Location identification data

____

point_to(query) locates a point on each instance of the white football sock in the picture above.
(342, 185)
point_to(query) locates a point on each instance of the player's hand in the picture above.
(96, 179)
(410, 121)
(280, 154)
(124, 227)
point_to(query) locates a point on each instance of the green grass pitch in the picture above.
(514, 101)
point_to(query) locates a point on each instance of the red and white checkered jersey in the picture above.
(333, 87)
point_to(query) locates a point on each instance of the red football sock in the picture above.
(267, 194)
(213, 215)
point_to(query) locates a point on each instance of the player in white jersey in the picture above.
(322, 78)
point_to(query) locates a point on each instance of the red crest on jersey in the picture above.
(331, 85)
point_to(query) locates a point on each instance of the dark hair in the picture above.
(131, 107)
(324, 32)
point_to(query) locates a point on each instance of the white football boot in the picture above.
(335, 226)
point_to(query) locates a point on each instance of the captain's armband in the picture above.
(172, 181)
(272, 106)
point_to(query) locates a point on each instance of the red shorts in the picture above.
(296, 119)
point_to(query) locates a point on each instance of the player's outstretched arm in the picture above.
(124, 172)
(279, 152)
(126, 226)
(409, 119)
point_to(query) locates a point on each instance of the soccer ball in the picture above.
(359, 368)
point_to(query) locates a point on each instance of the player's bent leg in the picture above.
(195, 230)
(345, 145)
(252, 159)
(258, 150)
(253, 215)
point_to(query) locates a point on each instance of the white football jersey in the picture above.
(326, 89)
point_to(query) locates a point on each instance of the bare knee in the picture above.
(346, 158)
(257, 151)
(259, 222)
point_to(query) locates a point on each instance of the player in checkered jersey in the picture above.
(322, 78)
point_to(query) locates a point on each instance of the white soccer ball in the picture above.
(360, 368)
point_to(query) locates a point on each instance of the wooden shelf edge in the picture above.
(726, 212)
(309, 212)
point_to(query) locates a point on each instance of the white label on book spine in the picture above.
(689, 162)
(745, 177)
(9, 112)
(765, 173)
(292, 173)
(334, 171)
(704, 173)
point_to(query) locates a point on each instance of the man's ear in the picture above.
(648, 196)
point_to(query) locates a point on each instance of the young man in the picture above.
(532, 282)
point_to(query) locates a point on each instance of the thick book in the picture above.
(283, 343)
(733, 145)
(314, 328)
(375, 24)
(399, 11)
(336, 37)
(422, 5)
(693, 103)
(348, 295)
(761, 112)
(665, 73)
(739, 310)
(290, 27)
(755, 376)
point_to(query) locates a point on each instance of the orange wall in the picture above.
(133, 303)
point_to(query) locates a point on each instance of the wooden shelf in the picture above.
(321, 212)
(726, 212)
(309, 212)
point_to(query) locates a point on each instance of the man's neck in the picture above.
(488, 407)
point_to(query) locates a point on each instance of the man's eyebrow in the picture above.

____

WHAT TO PRODUCE | Rewrite the portion of the data that begins with the line containing "in checkered jersey in the picture above." and runs through the end of the data, changing "wooden shelf" to "timber shelf" and leaving everything else unchanged.

FINAL RESULT |
point_to(query) locates a point on each instance of the player in checkered jersey in the picture above.
(322, 78)
point_to(query) locates a point on each instance of the white soccer ball in the picture above.
(360, 368)
point_to(query) locates a point on each instance of the timber shelf edge in the picture above.
(726, 212)
(309, 212)
point_to(query) locates a point on each instance of the white label on book spine in the picture above.
(689, 162)
(745, 177)
(9, 112)
(765, 173)
(292, 173)
(334, 171)
(704, 173)
point_to(query) locates a point on each instance of the man's ear in the picture above.
(648, 196)
point_to(query) locates a point on each instance of the young man in the picture above.
(532, 282)
point_to(query) locates a point on each instance of the thick book in the picture above.
(283, 343)
(733, 145)
(314, 328)
(375, 24)
(399, 11)
(336, 37)
(422, 5)
(693, 103)
(348, 295)
(761, 112)
(665, 73)
(739, 310)
(290, 27)
(755, 376)
point_to(query) locates a point on each instance of the orange wall in the picture above.
(133, 303)
point_to(query) locates a point on each instance of the timber shelf in the picture above.
(321, 212)
(726, 212)
(309, 212)
point_to(query) locates a point on each instance of the man's neck in the picture above.
(488, 407)
point_to(query) locates a point on each instance of the man's eyebrow in the picture above.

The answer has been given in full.